[Raw records]

··········

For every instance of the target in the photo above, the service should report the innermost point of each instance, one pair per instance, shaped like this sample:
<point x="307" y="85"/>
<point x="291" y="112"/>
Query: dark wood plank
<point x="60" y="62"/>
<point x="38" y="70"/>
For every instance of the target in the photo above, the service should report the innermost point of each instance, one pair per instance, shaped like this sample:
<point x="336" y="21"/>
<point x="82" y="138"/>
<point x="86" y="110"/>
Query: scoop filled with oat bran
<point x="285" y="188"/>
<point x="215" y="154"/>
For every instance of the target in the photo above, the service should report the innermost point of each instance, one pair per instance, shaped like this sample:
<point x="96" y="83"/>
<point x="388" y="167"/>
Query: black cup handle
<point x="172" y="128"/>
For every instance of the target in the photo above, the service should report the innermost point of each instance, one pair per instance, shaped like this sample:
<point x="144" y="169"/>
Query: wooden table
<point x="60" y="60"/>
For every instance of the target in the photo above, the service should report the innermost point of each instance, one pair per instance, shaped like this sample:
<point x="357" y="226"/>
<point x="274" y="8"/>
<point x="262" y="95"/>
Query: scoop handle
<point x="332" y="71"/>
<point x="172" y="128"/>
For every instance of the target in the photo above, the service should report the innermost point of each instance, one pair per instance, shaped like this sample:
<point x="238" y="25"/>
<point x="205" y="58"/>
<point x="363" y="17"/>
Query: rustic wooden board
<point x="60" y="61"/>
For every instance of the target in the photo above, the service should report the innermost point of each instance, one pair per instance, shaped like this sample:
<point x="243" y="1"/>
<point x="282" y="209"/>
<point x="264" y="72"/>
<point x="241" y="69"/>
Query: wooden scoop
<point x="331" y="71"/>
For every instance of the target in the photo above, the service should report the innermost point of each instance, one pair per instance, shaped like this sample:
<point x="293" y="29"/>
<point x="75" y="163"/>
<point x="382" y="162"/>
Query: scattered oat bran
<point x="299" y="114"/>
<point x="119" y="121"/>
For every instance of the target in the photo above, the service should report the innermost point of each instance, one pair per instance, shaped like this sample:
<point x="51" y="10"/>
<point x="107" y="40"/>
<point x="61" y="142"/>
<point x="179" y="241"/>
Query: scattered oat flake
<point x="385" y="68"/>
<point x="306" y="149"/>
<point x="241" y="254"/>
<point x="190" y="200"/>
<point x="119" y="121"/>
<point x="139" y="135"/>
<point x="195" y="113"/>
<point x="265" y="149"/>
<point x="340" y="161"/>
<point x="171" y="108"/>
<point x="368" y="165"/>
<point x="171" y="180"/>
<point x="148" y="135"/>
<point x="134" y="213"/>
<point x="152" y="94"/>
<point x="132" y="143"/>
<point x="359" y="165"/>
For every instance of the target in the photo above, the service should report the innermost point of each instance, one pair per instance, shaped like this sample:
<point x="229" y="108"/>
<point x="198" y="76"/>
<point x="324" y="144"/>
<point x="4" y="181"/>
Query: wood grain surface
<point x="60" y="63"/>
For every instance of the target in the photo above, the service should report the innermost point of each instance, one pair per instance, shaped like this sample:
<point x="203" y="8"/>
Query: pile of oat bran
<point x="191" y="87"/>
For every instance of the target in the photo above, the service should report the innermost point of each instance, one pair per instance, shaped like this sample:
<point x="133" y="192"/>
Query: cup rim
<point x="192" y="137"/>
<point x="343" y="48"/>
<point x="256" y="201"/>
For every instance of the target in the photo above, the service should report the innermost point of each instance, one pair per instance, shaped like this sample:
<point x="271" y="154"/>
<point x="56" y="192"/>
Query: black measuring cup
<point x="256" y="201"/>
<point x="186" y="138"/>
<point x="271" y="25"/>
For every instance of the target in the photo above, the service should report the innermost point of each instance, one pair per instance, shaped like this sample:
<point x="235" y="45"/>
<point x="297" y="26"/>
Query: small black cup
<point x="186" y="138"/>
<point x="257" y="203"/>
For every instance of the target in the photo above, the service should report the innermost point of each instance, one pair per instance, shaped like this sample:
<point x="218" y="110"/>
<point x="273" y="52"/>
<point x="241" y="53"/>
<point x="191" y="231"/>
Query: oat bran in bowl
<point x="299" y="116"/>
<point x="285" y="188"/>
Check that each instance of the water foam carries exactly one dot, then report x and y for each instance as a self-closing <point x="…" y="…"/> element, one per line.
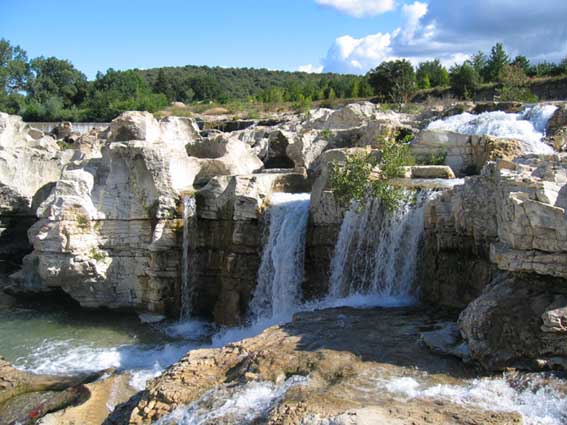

··········

■ The request
Nothing but the pictures may be dropped; output the records above exactly.

■ Exercise result
For every instance of the target in the photo above, the service should report the innermost point of each instance, one pair per instance, shaped like this sample:
<point x="307" y="85"/>
<point x="291" y="112"/>
Query: dark wood plank
<point x="60" y="62"/>
<point x="38" y="70"/>
For every instance of the target in the photo above, the service should report the innermost point of each instance, one pair per instance, shaped like this sample:
<point x="336" y="21"/>
<point x="82" y="138"/>
<point x="86" y="110"/>
Query: scoop filled with oat bran
<point x="285" y="188"/>
<point x="215" y="154"/>
For every instance of the target in the photo above, the service should report the innermost point of each instance, one pair per instance, shaped like this sample:
<point x="96" y="83"/>
<point x="388" y="167"/>
Query: black cup handle
<point x="172" y="128"/>
For every instance of the target in the photo above, the service should report the innermost point of each instance, one pair per instance, shaped like this sample:
<point x="144" y="169"/>
Query: wooden table
<point x="60" y="60"/>
For every instance of the target in the photo above, the service should report the innermost point of each instance, one pair per instance, shaped like this sample:
<point x="357" y="226"/>
<point x="274" y="8"/>
<point x="262" y="95"/>
Query: scoop handle
<point x="332" y="71"/>
<point x="172" y="128"/>
For every instance of the target in the photo above, the service should report the innermost point of each instance, one pair per instance, shaped like this sample:
<point x="238" y="25"/>
<point x="205" y="58"/>
<point x="363" y="17"/>
Query: rustic wooden board
<point x="60" y="61"/>
For every instance of the target in the photo above, the service should report the innermost point of each instance, one pair per instance, shaped like this sample:
<point x="243" y="1"/>
<point x="282" y="209"/>
<point x="264" y="72"/>
<point x="241" y="69"/>
Query: wooden scoop
<point x="331" y="71"/>
For every instance of the target in the photo above, the service should report the innermost point of each instance, one pair per instance, shaped like this sample:
<point x="293" y="29"/>
<point x="75" y="163"/>
<point x="382" y="162"/>
Query: scattered oat bran
<point x="299" y="114"/>
<point x="119" y="121"/>
For every instance of the target in the photo above, the service should report the innermost point of each instance, one pair per instance, shaped like this sample:
<point x="51" y="10"/>
<point x="107" y="40"/>
<point x="61" y="142"/>
<point x="179" y="241"/>
Query: scattered oat flake
<point x="385" y="68"/>
<point x="306" y="149"/>
<point x="241" y="254"/>
<point x="190" y="200"/>
<point x="119" y="121"/>
<point x="139" y="135"/>
<point x="195" y="113"/>
<point x="265" y="149"/>
<point x="340" y="161"/>
<point x="171" y="108"/>
<point x="368" y="165"/>
<point x="171" y="180"/>
<point x="148" y="135"/>
<point x="134" y="213"/>
<point x="152" y="94"/>
<point x="132" y="143"/>
<point x="359" y="165"/>
For every instance of the target in the photo above, the service should report the innermost point of each instance, one pair per instance, shaped like this sample:
<point x="229" y="108"/>
<point x="198" y="76"/>
<point x="324" y="144"/>
<point x="4" y="181"/>
Query: wood grain surface
<point x="60" y="63"/>
For every instance of the target in the photo above, the service should report the innermost point of each instance, one pair per instance, shaped like this sample:
<point x="203" y="8"/>
Query: pile of oat bran
<point x="191" y="87"/>
For every instance of the target in the photo above, the service should report the innermost point of each instance, one pair per instance, shaped like this sample:
<point x="133" y="192"/>
Query: cup rim
<point x="192" y="137"/>
<point x="343" y="48"/>
<point x="256" y="201"/>
For every instance of the target in the photo above, the service should report the innermost point of each instance, one pair per instance, shaped like this sample:
<point x="271" y="154"/>
<point x="56" y="192"/>
Query: black measuring cup
<point x="256" y="201"/>
<point x="186" y="138"/>
<point x="271" y="25"/>
For every instance of the target in the photo above, the service should report the innermost point of each instance, one pair per instance, shaped like this sample:
<point x="235" y="45"/>
<point x="297" y="26"/>
Query: small black cup
<point x="186" y="138"/>
<point x="257" y="203"/>
For every instance of the target in the photo above, the service should report the innermost point of each instance, one pair per instance, shaped like this sample:
<point x="218" y="110"/>
<point x="273" y="52"/>
<point x="241" y="53"/>
<point x="191" y="231"/>
Query: oat bran in bowl
<point x="299" y="116"/>
<point x="285" y="188"/>
Check that each instance of the water foam carries exactly one dot, then report x and y for each instance as a self-closing <point x="…" y="…"/> element, one per line.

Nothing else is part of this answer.